The people of the remote country KnightLand are crazy about chess. They play chess whenever they get some free time. They have even divided their land into adjacent equal sized squares just like a chessboard. They like the knight of chess so much that they always go from one place to another following a knight's trail, even if it takes a lot of time and energy. In a minute, a KnightLander can make only one jump from one square to another like a knight.

For the past few years, the people of KnightLand are facing a serious problem. A monster has appeared in one of the squares of KnightLand. When it is awake, it eats anyone who enters its square. The good thing is, the monster doesn't move from one square to another and loves to sleep. If one enters its square while it is sleeping, it wakes up and forgets for a year how to sleep. It is remains sleepy for a minute and cannot do any harm to anyone in this time. It then starts eating anyone it gets in its square. Therefore, the person who makes it awake can escape safely from it. But if one comes to that square later, he dies a terrible death.

In order to solve the problem, the 4 leaders of KnightLand are planning to meet together. They want to find a square that can be reached safely and as quickly as possible from the squares where they line in. To be extra careful, they decided that there should not be more than 1 jump in a minute in the whole KnightLand. Now, they want to find out if it is at all possible to meet at any square, and the minimum time required to get there.

Dataset records about object locations
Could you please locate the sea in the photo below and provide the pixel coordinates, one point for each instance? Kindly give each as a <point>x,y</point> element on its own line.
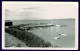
<point>58,35</point>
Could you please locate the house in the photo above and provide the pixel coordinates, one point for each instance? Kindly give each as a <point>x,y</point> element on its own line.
<point>8,23</point>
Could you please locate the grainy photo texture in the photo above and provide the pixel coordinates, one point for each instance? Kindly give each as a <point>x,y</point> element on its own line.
<point>40,25</point>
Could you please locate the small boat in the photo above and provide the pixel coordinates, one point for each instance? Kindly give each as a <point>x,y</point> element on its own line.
<point>55,38</point>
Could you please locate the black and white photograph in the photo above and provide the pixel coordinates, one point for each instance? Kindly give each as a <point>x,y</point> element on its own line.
<point>40,25</point>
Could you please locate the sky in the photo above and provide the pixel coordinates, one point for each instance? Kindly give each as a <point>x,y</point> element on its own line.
<point>40,10</point>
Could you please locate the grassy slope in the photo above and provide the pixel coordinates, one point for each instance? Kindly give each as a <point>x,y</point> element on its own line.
<point>29,38</point>
<point>10,40</point>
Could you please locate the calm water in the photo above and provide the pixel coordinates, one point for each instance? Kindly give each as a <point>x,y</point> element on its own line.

Task requirements:
1: According to the KnightLand problem statement, how many jumps can a KnightLander make in one minute?
2: Carry on the KnightLand problem statement from the point where it stops.

In response:
1: Only one jump, from one square to another like a knight.

2:
Can you help them?

Input

Input consists of multiple test cases and terminated by an EOF. Each test case consists of 4 lines. The first line contains the string "Set#n", where n is the set number. The second line contains number of rows r and number of columns c of squares in KnightLand's map (where 3 <= r <= 16 and 3 <= c <= 16). The third line contains position of each leader in the map, in terms of row# and column# of each. The fourth line gives the position of the monster. Note that the square at the upper left corner of the map has (row#,column#) = (1,1). You may assume that no leader resides in the same square as the monster.

 

Output

For each set of input, there should be 2 lines of output. The first line should contain the string "Set#n", where n is the set number. The second line should give the minimum time in minutes needed to reach a square (in format shown below), or the string "Meeting is impossible.", whichever is applicable.

 

Sample Input
 
 
Set#1
5 5
1 1 1 5 5 1 4 4
3 3
Set#2
3 3
1 1 1 2 1 3 2 2
3 2
 
Sample Output
Set#1
Minimum time required is 6 minutes.
Set#2

Meeting is impossible.


Problem setter: Mustaq Ahmed, University of Waterloo, Canada

 

“To make a very good problem (To generate a good idea, writing an error free

statement and solution) one needs at least 3/4 days of time. The situation

gets even worse when one is asked to set problem from a particular

field. I hope the non-problem setters will understand it soon.”


題目描述:// 真的不好理解

4 個騎士要匯集到同一個格子上,每個騎士按照騎士走法。

到同一個格子上後,騎士們再討論如何解決這頭怪物。

怪物只會在一格,而一開始怪物呈現睡眠狀態,如果有一個騎士經過,怪物便會清醒,之後誰只要經過怪物的領土就會被殺。

騎士們小心翼翼地,一個時刻只能有一個騎士移動一步。

求最少時刻匯集到一地。

題目解法:

分成兩種有無經過怪物之處討論,之後窮舉每一個匯集地點,再討論最多有一個騎士經過怪物的地盤。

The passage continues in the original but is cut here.